====== DATA SUPPLIED

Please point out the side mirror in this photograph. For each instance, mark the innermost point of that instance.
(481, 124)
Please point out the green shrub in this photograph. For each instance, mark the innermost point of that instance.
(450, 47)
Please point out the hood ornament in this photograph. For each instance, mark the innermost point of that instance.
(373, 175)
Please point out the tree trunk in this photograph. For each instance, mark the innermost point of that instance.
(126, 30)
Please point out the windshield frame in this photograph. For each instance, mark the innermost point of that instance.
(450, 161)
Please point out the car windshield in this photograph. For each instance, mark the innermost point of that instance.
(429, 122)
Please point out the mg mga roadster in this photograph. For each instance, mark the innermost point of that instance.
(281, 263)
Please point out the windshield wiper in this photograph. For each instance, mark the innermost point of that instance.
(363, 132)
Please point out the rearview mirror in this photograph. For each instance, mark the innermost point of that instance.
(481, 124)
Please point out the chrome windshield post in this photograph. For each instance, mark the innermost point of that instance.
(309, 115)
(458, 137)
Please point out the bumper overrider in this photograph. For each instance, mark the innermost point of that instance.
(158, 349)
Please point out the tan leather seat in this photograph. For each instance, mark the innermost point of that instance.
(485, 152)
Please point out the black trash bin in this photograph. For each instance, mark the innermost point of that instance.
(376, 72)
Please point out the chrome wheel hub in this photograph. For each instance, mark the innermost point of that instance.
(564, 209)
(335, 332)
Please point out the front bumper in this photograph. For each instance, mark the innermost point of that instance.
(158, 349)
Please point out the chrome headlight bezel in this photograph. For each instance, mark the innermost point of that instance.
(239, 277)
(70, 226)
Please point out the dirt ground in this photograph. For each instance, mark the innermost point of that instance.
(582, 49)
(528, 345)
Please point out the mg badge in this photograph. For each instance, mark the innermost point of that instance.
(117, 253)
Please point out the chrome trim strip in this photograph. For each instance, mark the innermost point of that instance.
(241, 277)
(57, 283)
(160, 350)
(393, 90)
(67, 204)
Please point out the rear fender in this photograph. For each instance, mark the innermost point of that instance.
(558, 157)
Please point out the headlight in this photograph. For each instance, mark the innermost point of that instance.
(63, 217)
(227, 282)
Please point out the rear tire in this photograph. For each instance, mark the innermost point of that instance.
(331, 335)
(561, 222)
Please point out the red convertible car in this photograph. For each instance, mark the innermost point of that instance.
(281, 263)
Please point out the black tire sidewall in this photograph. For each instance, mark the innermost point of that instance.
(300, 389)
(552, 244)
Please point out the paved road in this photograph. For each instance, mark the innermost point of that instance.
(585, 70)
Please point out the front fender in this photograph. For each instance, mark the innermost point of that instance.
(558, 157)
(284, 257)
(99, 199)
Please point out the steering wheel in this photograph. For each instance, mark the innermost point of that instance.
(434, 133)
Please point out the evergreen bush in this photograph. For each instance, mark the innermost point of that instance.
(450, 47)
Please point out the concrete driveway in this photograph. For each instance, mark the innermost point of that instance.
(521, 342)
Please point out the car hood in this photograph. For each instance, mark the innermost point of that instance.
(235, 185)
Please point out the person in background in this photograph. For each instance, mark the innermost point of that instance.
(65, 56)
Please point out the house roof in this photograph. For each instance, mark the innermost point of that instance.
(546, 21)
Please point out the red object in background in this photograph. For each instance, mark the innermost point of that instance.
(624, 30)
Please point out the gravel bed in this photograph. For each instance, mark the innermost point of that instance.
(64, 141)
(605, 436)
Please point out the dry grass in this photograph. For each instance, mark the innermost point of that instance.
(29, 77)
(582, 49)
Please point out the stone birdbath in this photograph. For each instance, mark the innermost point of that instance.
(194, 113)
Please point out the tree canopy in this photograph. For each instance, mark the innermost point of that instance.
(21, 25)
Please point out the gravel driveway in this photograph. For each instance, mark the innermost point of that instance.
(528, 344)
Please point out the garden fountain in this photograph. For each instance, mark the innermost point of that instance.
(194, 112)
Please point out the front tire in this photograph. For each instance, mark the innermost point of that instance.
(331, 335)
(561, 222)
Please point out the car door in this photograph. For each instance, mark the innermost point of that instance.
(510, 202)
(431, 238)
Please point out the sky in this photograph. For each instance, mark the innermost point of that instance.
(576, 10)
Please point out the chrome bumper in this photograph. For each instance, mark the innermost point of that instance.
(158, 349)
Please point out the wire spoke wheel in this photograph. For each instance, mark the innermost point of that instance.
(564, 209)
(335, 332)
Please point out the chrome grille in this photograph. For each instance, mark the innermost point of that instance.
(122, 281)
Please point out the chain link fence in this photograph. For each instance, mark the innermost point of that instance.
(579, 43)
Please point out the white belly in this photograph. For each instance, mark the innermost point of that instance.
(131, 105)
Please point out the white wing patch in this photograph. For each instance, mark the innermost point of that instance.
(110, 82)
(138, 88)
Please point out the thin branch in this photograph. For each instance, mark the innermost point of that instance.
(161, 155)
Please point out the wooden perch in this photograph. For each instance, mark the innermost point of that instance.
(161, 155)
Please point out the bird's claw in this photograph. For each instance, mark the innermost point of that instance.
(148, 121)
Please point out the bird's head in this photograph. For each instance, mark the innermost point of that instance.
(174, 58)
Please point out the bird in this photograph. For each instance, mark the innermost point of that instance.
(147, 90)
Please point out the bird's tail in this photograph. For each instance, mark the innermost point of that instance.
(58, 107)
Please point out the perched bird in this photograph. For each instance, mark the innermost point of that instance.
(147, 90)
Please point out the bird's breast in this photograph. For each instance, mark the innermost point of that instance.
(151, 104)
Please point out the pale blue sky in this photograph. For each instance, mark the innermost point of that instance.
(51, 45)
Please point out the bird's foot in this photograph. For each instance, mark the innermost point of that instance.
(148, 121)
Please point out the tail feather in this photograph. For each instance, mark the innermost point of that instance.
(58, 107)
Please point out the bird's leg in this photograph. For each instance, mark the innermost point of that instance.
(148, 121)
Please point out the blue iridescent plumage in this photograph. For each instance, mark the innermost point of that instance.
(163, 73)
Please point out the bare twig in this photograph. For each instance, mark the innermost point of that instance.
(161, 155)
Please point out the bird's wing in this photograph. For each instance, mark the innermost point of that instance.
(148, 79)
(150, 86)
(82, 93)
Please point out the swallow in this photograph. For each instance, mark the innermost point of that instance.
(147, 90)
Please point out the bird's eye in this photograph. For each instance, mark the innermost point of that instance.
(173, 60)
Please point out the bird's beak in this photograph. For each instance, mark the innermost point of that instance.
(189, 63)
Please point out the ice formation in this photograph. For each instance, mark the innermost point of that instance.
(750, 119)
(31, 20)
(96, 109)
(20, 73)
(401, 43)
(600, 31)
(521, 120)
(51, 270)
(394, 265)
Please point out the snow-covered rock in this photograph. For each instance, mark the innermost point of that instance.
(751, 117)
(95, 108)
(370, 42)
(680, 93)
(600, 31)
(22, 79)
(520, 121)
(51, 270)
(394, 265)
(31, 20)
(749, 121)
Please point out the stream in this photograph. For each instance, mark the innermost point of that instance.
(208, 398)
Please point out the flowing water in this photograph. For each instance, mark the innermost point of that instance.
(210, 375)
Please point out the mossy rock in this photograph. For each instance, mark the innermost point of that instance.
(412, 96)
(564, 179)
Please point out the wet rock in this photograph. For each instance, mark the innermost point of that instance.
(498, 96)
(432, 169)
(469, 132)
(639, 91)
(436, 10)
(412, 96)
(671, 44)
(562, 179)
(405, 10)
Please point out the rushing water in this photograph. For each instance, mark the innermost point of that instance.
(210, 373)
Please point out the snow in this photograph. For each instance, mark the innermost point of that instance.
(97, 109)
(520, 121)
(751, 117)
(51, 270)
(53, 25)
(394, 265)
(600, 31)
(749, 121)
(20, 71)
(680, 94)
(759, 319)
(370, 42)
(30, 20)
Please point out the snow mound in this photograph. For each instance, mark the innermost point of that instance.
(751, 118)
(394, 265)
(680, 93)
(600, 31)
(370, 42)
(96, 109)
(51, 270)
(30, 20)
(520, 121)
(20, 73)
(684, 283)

============

EXERCISE TASK: Look above for the line containing "Please point out the snow-covered", then transcribe it and all lines after it through the last, exactly and with nothing else.

FULL OUTPUT:
Please point out the snow-covered rock in this photograph. For each instance, mark the innermost point of that instance.
(751, 117)
(95, 108)
(370, 42)
(680, 93)
(600, 31)
(22, 79)
(520, 121)
(51, 270)
(394, 265)
(31, 20)
(749, 121)
Please point out the stream in this photograph. For each instance, mark the innermost point of that instance.
(208, 398)
Please point out the flowing water in this photograph. For each instance, mark the innermost point of that instance.
(210, 375)
Please point out the mossy rock in this photograph. For each instance, mark the innermost point of that instance.
(412, 96)
(564, 179)
Please point out the wet rock in this photograph. For each instance, mark the innermost point of that instance.
(498, 96)
(432, 169)
(469, 132)
(639, 91)
(436, 10)
(412, 96)
(671, 44)
(562, 179)
(405, 10)
Please point out the rushing water in this photograph. For each instance, mark the innermost point of that instance.
(210, 373)
Please point out the snow in this photograph. For each instance, mark the innermost point of that instance.
(97, 109)
(520, 121)
(751, 117)
(51, 270)
(53, 25)
(394, 265)
(600, 31)
(749, 121)
(20, 71)
(680, 94)
(759, 319)
(370, 42)
(30, 20)
Please point out the snow mound in this photograph. For each instance, mark the innermost point of that instance.
(751, 118)
(394, 265)
(680, 93)
(600, 31)
(370, 42)
(96, 109)
(51, 270)
(30, 20)
(520, 121)
(20, 73)
(684, 283)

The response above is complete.